Copy out all the items below, switching every "draw" to "mark" and keeping everything else unchanged.

===============

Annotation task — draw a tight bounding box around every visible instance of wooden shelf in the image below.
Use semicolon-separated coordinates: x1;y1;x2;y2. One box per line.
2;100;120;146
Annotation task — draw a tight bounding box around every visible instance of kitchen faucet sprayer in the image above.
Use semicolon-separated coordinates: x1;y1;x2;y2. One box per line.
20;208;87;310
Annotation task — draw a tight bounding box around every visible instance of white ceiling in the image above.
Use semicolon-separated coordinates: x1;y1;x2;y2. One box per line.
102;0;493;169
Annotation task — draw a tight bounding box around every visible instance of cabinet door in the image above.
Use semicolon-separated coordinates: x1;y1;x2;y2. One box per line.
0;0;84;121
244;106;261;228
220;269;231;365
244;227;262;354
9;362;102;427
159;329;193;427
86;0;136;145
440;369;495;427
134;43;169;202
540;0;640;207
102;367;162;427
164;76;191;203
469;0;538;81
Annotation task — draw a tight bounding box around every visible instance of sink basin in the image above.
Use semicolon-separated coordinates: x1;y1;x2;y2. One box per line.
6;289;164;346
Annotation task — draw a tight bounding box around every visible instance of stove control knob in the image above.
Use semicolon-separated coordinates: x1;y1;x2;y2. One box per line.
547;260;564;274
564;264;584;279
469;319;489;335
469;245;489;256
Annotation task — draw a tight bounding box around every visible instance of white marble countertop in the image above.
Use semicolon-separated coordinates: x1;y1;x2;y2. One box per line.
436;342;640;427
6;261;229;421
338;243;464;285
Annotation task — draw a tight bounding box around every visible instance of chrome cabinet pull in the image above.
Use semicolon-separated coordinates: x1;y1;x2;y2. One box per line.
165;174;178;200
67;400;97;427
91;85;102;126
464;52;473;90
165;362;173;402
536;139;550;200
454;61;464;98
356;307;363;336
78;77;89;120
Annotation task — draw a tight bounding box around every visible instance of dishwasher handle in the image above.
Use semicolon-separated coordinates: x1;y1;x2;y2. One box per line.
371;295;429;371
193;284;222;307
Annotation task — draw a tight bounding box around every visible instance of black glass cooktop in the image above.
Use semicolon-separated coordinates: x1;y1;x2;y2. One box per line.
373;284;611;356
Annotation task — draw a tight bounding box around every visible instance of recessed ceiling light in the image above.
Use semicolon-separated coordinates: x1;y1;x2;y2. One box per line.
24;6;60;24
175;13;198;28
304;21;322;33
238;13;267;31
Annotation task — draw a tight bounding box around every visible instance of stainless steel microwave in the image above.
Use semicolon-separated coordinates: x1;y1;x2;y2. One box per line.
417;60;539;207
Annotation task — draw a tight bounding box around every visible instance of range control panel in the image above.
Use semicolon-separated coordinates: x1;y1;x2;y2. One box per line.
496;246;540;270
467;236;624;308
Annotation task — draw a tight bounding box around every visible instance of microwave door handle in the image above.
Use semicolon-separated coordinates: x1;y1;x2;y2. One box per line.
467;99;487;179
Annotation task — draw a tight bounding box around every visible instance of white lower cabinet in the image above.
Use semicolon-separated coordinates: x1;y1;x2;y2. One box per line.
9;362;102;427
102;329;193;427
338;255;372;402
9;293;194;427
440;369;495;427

===============

• Response to the exercise:
Annotation task — mark a tight bounding box around every visible instance of wooden shelf in the image below.
Use semicolon-separated coordinates: x1;y1;x2;y2. One box per line.
2;100;120;146
Annotation task — mark a tight bounding box around every visible instance of kitchen faucet sprayer in the image above.
Use semicolon-separated coordinates: x1;y1;x2;y2. One box per line.
20;208;87;310
Annotation task — mark a tight bounding box around every visible instance of white ceiling in the image above.
Use semicolon-separated coordinates: x1;y1;x2;y2. One box per line.
102;0;493;169
Annotation task — mark a tight bounding box around every visible instance of cabinet door in the image above.
Use semicolon-separated coordinates: x1;y1;x2;y2. One box per line.
0;0;84;121
244;106;261;228
220;269;231;365
244;227;262;354
9;362;102;427
159;329;193;427
86;0;136;145
440;369;495;427
134;43;169;202
540;0;640;207
102;367;162;427
164;76;191;203
469;0;538;81
Annotation task — mark a tight bounding box around every visible instance of sink basin in the image above.
Use semicolon-separated coordinates: x1;y1;x2;y2. One box per line.
6;289;164;346
Annotation task — mark a tight bounding box around every visible instance of stove control knob in the image above.
Use semicolon-separated coordinates: x1;y1;x2;y2. One box per line.
547;260;564;274
564;264;584;279
469;319;489;335
469;245;489;256
Annotation task — mark a tight bounding box around every visible instance of white marble countertop in the image above.
Use semicolon-separated coordinates: x1;y1;x2;y2. One box per line.
436;342;640;427
6;261;229;421
338;243;464;285
Annotation task — mark a tight bounding box around every visible instance of chrome cabinet pull in the image above.
Use semicolon-separated coordinates: x1;y1;x2;y2. One box per line.
165;174;178;200
67;400;97;427
91;85;102;126
464;52;473;90
165;362;173;402
536;139;550;200
454;61;464;98
356;307;363;336
78;77;89;120
Annotation task — mark a tight bounding box around every visible instance of dishwasher handle in the image above.
Use semicolon-separated coordinates: x1;y1;x2;y2. One box per line.
371;295;429;371
193;284;222;307
Annotation task — mark a tight bounding box around every visible instance of black glass cooktop in the image above.
Use semicolon-separated coordinates: x1;y1;x2;y2. One box per line.
373;284;611;356
Annotation task — mark a tight bounding box around every visible instance of recessed ceiling light in the image above.
Use semicolon-separated coordinates: x1;y1;x2;y2. One box per line.
24;6;60;24
175;13;198;28
304;21;322;33
238;13;267;31
Annotation task — mark a tight bounding box around every visible instance of stainless steel microwave in the image above.
Use semicolon-separated coordinates: x1;y1;x2;y2. One box per line.
417;60;539;207
Annotation task — mark a tight bounding box around every visible instance of range control panel in the image above.
Use semicolon-separated coordinates: x1;y1;x2;y2. One box per line.
496;246;540;270
467;236;624;308
Annotation task — mark a tight bounding box around every visible instance of microwave door handle in the image above.
Use semicolon-separated coordinates: x1;y1;x2;y2. One box per line.
467;99;487;179
Annotation task — mark a tight bounding box around every visible instance of white lower cabinet in the image above.
Use semicolon-separated coordinates: x1;y1;x2;y2. One box per line.
9;362;102;427
102;329;193;427
338;255;372;402
9;293;194;427
440;369;495;427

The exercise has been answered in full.